Selected excerpt |
===============

You can launch either of these with jupyter notebook or ipython notebook from the terminal.

There seems to be an issue with LaTeX

Anaconda Distribution from Continuum Analytics

If you are doing scientific computing, statistical analysis or an type of machine learning, you will want to download the Anaconda distribution. This is Python bundled with a bunch of great packages and C libraries for doing heavy lifting. Anaconda uses a slightly different tool for managing virtual environments and package management, but it is very easy to do both using the conda command.


sudo pacman -S postgresql
sudo -u postgres -i

This switches you to the PostgreSQL user.

Before PostgreSQL can function correctly, the database cluster must be initialized:

initdb --locale $LANG -E UTF8 -D '/var/lib/postgres/data'

You should see the following:

[postgres@archthinkpad ~]$ initdb --locale $LANG -E UTF8 -D '/var/lib/postgres/data'
The files belonging to this database system will be owned by user "postgres".
This user must also own the server process.

The database cluster will be initialized with locale "en_US.UTF-8".
The default text search configuration will be set to "english".

Data page checksums are disabled.

===============

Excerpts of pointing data

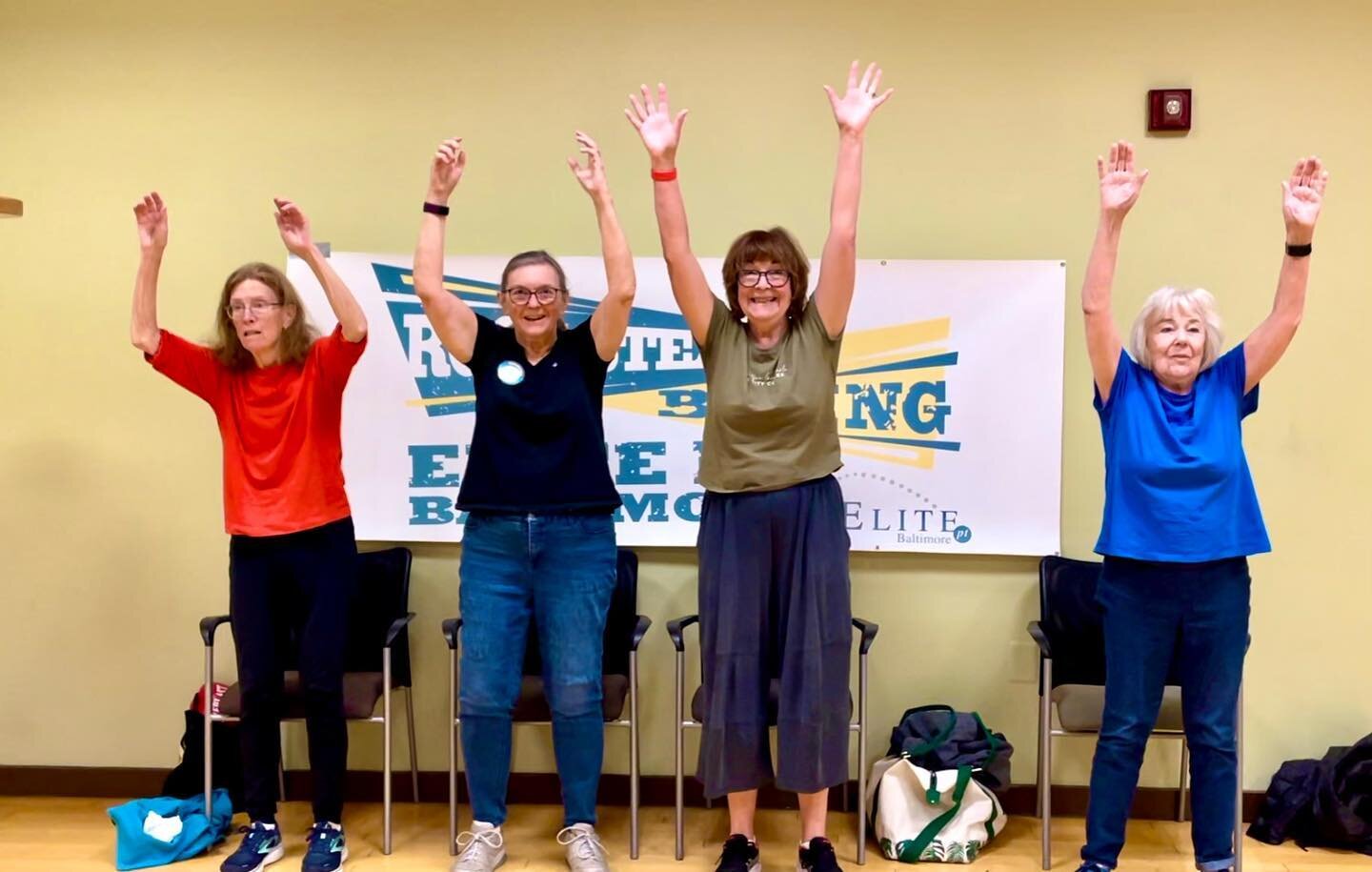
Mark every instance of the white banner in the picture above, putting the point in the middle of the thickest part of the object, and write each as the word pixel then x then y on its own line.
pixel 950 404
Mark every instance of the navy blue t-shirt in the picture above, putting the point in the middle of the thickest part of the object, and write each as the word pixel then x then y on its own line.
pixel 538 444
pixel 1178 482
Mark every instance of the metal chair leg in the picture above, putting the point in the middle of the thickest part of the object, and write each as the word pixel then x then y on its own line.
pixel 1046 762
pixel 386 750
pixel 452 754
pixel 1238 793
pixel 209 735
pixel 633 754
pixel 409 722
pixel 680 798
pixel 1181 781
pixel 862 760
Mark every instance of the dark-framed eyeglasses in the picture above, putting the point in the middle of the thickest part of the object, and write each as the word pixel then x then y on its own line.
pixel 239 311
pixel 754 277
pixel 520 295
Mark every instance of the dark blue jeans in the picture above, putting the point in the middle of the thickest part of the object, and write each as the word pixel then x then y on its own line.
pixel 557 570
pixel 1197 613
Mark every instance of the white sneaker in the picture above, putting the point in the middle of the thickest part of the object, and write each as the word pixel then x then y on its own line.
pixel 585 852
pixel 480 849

===============

Job 1 |
According to the text on Python and PostgreSQL setup, what must happen before PostgreSQL can function correctly?
Job 2 |
Pick up the text on Python and PostgreSQL setup after its final line and continue it.

Exercise result 1 |
The database cluster must be initialized.

Exercise result 2 |
fixing permissions on existing directory /var/lib/postgres/data ... ok
creating subdirectories ... ok
selecting default max_connections ... 100
selecting default shared_buffers ... 128MB
selecting dynamic shared memory implementation ... posix
creating configuration files ... ok
running bootstrap script ... ok
performing post-bootstrap initialization ... ok
syncing data to disk ... ok

WARNING: enabling "trust" authentication for local connections
You can change this by editing pg_hba.conf or using the option -A, or
--auth-local and --auth-host, the next time you run initdb.

Success. You can now start the database server using:

    pg_ctl -D /var/lib/postgres/data -l logfile start

Now type exit to return to your regular user.

Next, start and enable postgresql.service as root:

[brian@archthinkpad ~]$ sudo systemctl start postgresql.service
[sudo] password for brian:
[brian@archthinkpad ~]$ sudo systemctl enable postgresql.service
Created symlink /etc/systemd/system/ → /usr/lib/systemd/system/postgresql.service.
[brian@archthinkpad ~]$

See the Arch Wiki article on PostgreSQL for more information.


sudo pacman -S tmux


sudo pacman -S tree

Languages and Input Sources

Here is how to add support for Chinese characters and also Chinese pinyin input:

yaourt -S adobe-source-han-sans-cn-fonts

This will make Chinese characters visible. In order to type Chinese using the pinyin input method, run the following commands:

sudo pacman -S ibus
sudo pacman -S ibus-libpinyin

可以打汉字了!其它语言和文字 packages 可以参考这个 Arch Wiki 文章。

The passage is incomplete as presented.